Article:

Previously expelled in 1182 and 1306 but allowed to return, the expulsion of 1394 was sporadically applied and renewed again in 1498 and 1615. Jews were not permitted officially to settle again in France until 25 September 1675. They were given full citizenship in 1791.
Expulsion of 1394
On 17 September 1394,s Charles VI suddenly published an ordinance in which he declared, in substance, that for a long time he had been taking note of the many complaints provoked by the excesses and misdemeanors which the Jews committed against Christians; and that the prosecutors, having made several investigations, had discovered many violations by the Jews of the agreement they had made with him. Therefore, he decreed as an irrevocable law and statute that thenceforth no Jew should dwell in his domains (“Ordonnances”, vii. 675). The king signed this decree at the instance of the queen (“Chron. de Charles VI.” ii. 119).
The decree was not immediately enforced, a respite being granted to the Jews in order that they might sell their property and pay their debts. Those indebted to them were enjoined to redeem their obligations within a set time; otherwise their pledges held in pawn were to be sold by the Jews. The provost was to escort the Jews to the frontier of the kingdom. Subsequently the king released the Christians from their debts.
Prayer and reflection. After forced disputations, the burning of the Talmud, and the accusations that the Jews were responsible for the Black Death, it comes as no surprise that the Jews faced the same fate in France as they did in England, Germany, Spain, Portugal and throughout Europe. The underlying economic reasons were also drivers for such actions, with King and nobility gaining much from the seizure of their assets and cancelling of debts.

Data section:
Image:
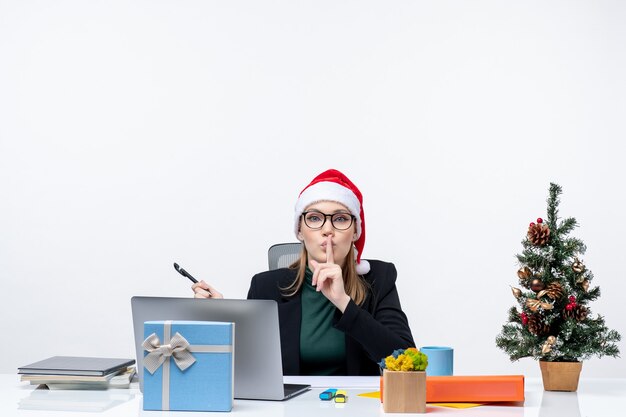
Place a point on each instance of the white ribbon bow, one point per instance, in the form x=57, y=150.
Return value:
x=178, y=348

Required work:
**A.** In the article on the 1394 expulsion of Jews from France, at whose instance did Charles VI sign the decree?
**B.** Extend the article on the 1394 expulsion of Jews from France, starting after its last sentence.

Answers for this exercise:
**A.** He signed it at the instance of the queen.

**B.**
Lord, help us to forgive those who sin against us, even as you taught us to pray “Forgive us our sins, as we forgive those who sin against us”. Even today, may your church be cleansed, healed, forgiven and renewed, and freed from all prejudice and discrimination against the stranger, refugee and asylum seeker. In Yeshua’s name we pray. Amen,
Events leading to the expulsion
Philip IV of France
During the first half of the 13th century the attitude of the Church towards Jews hardened from disapproval to loathing. On 22 July, 1306 King Philip IV of France expelled all Jews from his kingdom.
King Philip IV, known as Philip the Fair, came to the throne in 1285. A few years later, in 1290, Jews living in England were expelled by King Edward I, many of them moving to France. Unfortunately for the Jews, France had its own history of persecution.
The Lateran Council of 1215 summoned by Pope Innocent III forbade the living or working together and trading between Jews and Christians. Jews were excluded from all trades except pawn broking and working with old clothes. They had to wear a special garment to differentiate them from Christians. This applied throughout the Christian world wherever canon law was followed.
This period included an infamous two year disputation of the Talmud which led to the burning of 20 cartloads of the holy book in Paris in 1242. Jews had been expelled from France in 1182 by an earlier King Philip and regularly throughout the 13th century but within a few years they were allowed back.
They acted as tax collectors for the king but this role was gradually taken over by Italian bankers. So by the beginning of the 14th century they were no longer indispensable to the crown.
King Philip expels the Jews
Pope Innocent III
In 1306 King Philip was short of money due to a war with the Flemish and a complex currency revaluation problem. It was against this financial background that King Philip came up with the plan to expel the Jews of France and confiscate and sell off their property.
This was a normal event in mediaeval times. It was perfectly legal for the King to take over the Jews’ possessions as they were in effect already his property. Jews were regarded as ‘servi camerae nostrae’, the Latin for ‘servants of our chamber’. They were the King’s chattel to do with as he saw fit. They had until this time also been entitled to his protection. King Philip saw the Jews as a liability with which he wanted to deal and an asset which he needed to realise. They had been tolerated, because of their material usefulness, but never accepted.
In January of 1306 King Philip set up a secret plan to strip the Jews of their belongings and expel them from the country. If any were to be found after a particular date then they would be killed.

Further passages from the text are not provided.